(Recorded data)
----
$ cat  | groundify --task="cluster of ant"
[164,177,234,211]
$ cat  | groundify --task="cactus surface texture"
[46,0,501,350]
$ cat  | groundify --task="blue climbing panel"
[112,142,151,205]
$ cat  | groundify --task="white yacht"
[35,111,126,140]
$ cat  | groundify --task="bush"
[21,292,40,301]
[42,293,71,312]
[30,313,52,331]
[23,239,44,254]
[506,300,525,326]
----
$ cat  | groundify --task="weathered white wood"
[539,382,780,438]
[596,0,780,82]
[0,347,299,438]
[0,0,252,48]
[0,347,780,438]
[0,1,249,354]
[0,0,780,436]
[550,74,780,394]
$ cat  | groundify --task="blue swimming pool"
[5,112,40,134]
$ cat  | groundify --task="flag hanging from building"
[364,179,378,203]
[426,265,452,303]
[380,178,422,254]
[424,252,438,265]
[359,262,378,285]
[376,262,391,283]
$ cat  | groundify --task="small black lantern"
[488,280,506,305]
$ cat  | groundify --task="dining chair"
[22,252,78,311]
----
■ What to produce ■
Identify every line above that contains the word "white", matching case exactly, and copy each one.

■ The reply ■
$ cat  | groundify --task="white yacht"
$ cat  | groundify --task="weathered white wood"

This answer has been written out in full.